#### Study questions
1. For each statement below, say whether it agrees with the article on the Anthropic copyright ruling. Answer yes or no and quote the deciding words. (a) The court agreed that training AI on copyrighted works is fair use. (b) The judge found that keeping pirated books in a "central library" was fair use. (c) A trial in December will settle how much Anthropic owes.
2. Pick up the article on the Anthropic copyright ruling below after its last sentence and carry it on.

#### Selected passage
*** Block opens ***
Anthropic wins key US ruling on AI training in authors' copyright lawsuit
A federal court agreed that using copyrighted works to train AI is fair use - but that pirating them to do so infringes creator rights.
Link: Blake Brittain at Reuters.
The headline here focuses on the fair use portion of Anthropic's argument:
"Siding with tech companies on a pivotal question for the AI industry, U.S. District Judge William Alsup said Anthropic made "fair use", opens new tab of books by writers Andrea Bartz, Charles Graeber and Kirk Wallace Johnson to train its Claude large language model."
But it's important to also note that the way Anthropic obtained them is not fair use:
"Alsup also said, however, that Anthropic's copying and storage of more than 7 million pirated books in a "central library" infringed the authors' copyrights and was not fair use. The judge has ordered a trial in December to determine how much Anthropic owes for the infringement."
*** Block closes ***
#### Record excerpts
*** Block opens ***
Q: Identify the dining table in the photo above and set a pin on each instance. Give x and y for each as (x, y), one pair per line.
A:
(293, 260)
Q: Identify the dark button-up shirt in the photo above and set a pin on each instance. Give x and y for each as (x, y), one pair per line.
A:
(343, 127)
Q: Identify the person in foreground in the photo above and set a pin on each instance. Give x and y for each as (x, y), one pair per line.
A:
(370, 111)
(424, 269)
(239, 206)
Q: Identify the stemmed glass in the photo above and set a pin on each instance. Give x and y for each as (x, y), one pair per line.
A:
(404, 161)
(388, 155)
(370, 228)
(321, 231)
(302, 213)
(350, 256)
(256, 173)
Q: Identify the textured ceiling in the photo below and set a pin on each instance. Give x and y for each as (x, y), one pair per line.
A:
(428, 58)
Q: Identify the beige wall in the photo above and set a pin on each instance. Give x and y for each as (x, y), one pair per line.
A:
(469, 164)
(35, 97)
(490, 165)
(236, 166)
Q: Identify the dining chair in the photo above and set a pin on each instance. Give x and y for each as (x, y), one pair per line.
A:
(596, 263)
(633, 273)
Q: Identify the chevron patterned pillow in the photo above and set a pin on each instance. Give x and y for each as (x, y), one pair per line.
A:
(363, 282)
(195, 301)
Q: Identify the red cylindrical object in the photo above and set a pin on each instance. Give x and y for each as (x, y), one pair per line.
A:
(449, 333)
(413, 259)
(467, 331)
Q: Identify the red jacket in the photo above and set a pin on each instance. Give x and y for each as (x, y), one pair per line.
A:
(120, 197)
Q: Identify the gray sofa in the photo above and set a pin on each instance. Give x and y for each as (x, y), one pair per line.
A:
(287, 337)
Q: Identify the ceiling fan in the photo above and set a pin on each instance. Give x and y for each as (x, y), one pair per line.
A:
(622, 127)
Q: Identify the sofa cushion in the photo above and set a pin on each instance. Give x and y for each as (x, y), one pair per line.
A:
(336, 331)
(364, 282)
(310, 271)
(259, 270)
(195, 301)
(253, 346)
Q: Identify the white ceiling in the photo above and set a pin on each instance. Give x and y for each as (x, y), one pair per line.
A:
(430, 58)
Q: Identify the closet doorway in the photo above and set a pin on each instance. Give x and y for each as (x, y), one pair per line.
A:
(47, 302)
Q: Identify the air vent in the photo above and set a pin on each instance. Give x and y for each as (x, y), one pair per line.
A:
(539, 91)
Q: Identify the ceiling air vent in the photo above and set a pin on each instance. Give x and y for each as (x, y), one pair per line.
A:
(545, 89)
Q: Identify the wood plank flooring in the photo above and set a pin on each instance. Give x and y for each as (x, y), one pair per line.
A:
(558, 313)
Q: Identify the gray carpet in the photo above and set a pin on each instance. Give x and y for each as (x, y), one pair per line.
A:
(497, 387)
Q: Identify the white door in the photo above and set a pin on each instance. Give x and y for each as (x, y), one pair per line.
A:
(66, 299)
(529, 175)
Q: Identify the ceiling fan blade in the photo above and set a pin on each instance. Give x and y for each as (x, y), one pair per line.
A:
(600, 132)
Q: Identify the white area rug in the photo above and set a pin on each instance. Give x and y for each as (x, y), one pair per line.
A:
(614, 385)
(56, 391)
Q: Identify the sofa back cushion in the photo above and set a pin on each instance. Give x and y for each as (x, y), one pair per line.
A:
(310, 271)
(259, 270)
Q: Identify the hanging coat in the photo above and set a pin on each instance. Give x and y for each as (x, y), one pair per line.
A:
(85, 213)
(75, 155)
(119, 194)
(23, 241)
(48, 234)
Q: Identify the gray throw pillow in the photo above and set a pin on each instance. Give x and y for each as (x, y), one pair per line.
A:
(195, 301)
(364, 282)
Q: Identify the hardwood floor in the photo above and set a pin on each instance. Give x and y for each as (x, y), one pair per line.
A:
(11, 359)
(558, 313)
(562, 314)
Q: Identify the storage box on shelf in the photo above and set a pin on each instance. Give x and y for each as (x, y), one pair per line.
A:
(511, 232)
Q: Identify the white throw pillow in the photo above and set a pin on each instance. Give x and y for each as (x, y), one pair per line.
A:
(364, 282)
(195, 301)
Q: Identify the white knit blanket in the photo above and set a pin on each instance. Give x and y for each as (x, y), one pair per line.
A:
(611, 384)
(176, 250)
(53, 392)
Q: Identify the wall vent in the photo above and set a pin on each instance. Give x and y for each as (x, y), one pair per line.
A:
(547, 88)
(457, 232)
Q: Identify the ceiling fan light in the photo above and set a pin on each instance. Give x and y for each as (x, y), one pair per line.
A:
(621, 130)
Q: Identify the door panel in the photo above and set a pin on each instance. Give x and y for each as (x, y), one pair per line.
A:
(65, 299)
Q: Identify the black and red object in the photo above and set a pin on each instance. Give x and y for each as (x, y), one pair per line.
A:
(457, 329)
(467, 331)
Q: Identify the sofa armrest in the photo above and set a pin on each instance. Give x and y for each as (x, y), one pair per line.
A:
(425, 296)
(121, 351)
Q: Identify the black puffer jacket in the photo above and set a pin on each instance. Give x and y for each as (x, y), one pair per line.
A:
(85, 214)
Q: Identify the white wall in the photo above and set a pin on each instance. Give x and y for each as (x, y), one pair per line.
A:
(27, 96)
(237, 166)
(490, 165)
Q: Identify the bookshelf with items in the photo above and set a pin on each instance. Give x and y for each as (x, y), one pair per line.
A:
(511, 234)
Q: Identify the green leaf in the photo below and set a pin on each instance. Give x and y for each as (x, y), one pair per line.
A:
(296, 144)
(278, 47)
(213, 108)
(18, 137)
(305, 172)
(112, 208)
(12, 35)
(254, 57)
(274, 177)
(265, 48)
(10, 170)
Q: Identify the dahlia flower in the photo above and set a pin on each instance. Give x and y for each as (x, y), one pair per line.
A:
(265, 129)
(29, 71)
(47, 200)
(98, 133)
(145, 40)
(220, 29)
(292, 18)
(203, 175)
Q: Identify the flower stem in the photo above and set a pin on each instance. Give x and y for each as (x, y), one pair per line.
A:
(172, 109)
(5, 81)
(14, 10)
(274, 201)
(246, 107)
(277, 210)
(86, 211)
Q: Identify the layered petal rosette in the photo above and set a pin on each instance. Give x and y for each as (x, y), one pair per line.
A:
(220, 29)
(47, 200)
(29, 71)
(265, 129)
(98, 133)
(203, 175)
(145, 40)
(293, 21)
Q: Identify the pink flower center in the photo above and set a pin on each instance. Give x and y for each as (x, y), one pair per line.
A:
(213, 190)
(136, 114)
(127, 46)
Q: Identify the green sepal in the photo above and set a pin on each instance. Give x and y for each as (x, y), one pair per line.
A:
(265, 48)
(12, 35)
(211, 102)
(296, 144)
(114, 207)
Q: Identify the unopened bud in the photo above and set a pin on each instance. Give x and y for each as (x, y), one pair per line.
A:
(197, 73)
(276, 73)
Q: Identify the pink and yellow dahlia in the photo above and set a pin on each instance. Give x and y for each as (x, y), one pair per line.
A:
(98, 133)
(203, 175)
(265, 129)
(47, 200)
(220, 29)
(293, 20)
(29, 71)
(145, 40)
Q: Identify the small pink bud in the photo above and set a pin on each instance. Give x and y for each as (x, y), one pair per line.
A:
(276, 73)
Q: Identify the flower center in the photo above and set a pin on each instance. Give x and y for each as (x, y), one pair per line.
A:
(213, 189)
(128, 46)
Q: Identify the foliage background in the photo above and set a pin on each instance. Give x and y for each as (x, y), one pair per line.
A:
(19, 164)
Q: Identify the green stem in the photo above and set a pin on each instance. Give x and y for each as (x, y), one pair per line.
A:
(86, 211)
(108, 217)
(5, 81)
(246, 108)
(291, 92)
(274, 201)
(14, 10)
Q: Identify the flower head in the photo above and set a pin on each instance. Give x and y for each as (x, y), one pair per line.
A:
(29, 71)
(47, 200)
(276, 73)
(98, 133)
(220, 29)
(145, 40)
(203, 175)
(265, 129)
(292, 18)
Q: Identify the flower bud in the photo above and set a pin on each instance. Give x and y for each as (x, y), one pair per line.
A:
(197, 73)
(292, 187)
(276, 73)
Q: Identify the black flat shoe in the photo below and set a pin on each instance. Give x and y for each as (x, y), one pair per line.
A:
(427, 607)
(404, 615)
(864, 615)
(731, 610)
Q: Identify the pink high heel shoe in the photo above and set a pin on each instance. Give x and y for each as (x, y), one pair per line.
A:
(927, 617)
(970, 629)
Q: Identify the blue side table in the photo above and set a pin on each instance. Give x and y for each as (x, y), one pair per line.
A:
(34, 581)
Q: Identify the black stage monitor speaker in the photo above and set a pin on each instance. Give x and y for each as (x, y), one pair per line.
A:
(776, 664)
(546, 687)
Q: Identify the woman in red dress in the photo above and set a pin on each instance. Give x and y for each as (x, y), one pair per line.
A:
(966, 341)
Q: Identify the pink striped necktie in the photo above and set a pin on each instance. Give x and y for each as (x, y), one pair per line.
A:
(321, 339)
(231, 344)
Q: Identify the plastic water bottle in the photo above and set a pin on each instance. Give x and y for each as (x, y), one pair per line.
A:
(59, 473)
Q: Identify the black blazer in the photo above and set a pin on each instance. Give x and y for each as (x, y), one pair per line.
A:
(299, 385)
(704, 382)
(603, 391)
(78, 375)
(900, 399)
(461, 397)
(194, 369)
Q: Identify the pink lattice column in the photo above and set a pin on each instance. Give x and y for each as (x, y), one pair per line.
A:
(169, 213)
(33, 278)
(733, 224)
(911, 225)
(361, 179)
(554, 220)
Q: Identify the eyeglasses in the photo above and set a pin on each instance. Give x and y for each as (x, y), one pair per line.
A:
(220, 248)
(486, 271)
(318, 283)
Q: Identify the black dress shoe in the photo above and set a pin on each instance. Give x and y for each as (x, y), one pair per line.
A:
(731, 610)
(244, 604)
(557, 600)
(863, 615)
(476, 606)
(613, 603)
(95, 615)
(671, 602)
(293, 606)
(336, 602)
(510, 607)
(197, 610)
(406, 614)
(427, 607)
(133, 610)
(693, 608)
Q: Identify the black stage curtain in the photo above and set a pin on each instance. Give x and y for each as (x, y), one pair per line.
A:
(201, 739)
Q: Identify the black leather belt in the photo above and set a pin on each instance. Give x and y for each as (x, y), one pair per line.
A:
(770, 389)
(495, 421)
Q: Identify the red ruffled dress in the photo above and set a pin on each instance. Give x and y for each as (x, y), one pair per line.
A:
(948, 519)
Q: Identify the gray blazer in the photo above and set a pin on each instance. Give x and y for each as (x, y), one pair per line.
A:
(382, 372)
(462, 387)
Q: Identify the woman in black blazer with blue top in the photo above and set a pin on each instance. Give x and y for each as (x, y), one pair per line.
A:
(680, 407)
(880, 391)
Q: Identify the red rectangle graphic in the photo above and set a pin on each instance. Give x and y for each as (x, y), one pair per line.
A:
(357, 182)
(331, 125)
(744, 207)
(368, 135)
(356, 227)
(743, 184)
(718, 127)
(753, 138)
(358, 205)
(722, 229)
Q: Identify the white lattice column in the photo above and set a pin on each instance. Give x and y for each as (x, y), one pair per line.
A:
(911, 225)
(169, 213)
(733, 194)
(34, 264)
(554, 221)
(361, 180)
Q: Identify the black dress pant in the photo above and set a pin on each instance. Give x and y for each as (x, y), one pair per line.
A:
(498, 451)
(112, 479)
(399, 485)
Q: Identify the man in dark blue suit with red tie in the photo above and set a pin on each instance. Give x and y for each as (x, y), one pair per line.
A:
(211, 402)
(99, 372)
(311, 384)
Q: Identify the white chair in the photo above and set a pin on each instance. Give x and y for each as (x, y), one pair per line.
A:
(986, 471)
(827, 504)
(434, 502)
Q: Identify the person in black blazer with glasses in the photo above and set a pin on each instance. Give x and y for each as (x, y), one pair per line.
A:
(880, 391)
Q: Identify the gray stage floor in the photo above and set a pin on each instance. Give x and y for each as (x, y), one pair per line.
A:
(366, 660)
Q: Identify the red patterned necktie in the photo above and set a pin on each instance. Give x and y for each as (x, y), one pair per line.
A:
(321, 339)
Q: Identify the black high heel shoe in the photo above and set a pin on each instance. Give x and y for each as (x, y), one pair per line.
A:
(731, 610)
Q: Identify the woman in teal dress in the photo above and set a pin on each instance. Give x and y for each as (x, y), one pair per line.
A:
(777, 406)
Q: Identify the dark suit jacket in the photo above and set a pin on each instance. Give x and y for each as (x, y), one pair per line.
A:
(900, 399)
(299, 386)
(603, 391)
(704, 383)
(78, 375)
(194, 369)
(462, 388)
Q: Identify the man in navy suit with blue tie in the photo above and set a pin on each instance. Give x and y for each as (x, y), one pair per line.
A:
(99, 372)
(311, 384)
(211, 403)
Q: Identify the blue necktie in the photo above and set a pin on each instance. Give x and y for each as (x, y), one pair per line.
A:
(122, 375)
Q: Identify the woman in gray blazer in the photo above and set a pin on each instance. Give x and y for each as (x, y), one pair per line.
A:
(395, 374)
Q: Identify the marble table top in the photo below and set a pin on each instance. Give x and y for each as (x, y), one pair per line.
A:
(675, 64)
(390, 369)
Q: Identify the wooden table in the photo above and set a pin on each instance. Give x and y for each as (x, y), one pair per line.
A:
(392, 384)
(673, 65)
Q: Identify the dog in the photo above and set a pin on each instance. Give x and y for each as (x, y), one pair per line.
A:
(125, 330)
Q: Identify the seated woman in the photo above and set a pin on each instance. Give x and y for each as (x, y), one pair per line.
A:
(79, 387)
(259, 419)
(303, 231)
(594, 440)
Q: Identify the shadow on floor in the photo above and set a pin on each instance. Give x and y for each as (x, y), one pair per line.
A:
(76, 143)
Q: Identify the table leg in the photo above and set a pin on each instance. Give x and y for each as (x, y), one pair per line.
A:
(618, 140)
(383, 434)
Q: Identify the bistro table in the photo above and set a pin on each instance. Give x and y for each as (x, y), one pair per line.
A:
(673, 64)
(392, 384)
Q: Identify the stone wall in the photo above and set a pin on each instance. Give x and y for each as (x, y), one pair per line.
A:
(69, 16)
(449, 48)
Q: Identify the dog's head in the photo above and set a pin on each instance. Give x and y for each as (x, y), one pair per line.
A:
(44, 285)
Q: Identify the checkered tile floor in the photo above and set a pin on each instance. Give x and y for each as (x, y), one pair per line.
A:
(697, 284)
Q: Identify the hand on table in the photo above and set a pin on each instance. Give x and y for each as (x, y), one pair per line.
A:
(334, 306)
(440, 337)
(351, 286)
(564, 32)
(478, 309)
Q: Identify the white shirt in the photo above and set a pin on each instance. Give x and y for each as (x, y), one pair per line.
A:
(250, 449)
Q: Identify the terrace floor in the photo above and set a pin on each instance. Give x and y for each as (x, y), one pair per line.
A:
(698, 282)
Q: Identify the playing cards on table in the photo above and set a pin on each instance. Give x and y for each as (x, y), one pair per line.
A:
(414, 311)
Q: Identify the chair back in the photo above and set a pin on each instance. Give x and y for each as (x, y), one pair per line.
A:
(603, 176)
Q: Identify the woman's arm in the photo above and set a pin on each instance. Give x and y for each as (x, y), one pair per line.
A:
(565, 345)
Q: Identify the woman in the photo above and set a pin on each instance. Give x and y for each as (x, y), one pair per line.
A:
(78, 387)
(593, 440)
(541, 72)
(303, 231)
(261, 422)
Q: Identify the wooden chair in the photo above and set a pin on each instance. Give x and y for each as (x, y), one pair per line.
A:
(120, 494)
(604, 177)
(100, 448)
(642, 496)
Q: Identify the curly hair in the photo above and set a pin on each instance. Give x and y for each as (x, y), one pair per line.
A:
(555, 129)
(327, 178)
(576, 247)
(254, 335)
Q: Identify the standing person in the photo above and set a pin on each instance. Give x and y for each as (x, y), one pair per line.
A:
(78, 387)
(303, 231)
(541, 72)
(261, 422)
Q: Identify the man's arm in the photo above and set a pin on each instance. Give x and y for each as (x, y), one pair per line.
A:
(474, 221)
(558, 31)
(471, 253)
*** Block closes ***
#### Solved tasks
1.
(a) Yes: "A federal court agreed that using copyrighted works to train AI is fair use"
(b) No: "Anthropic's copying and storage of more than 7 million pirated books in a "central library" infringed the authors' copyrights and was not fair use"
(c) Yes: "The judge has ordered a trial in December to determine how much Anthropic owes for the infringement."

2.
In other words: training a model on copyright works is inherently transformative and is used to create new works rather than infringe the rights of creators. But how you get them does matter, which is something AI vendors have been hoping to sidestep. If you go out and pirate a whole bunch of books and other media, and then keep that pirated media around, that's a violation, and copyright owners are owed compensation that could reach $150,000 per work.
For now, while this might seem like a win for the AI industry, it maintains an important boundary that protects rights-holders. A lot will depend on how much the court decides is actually owed; that trial begins in December.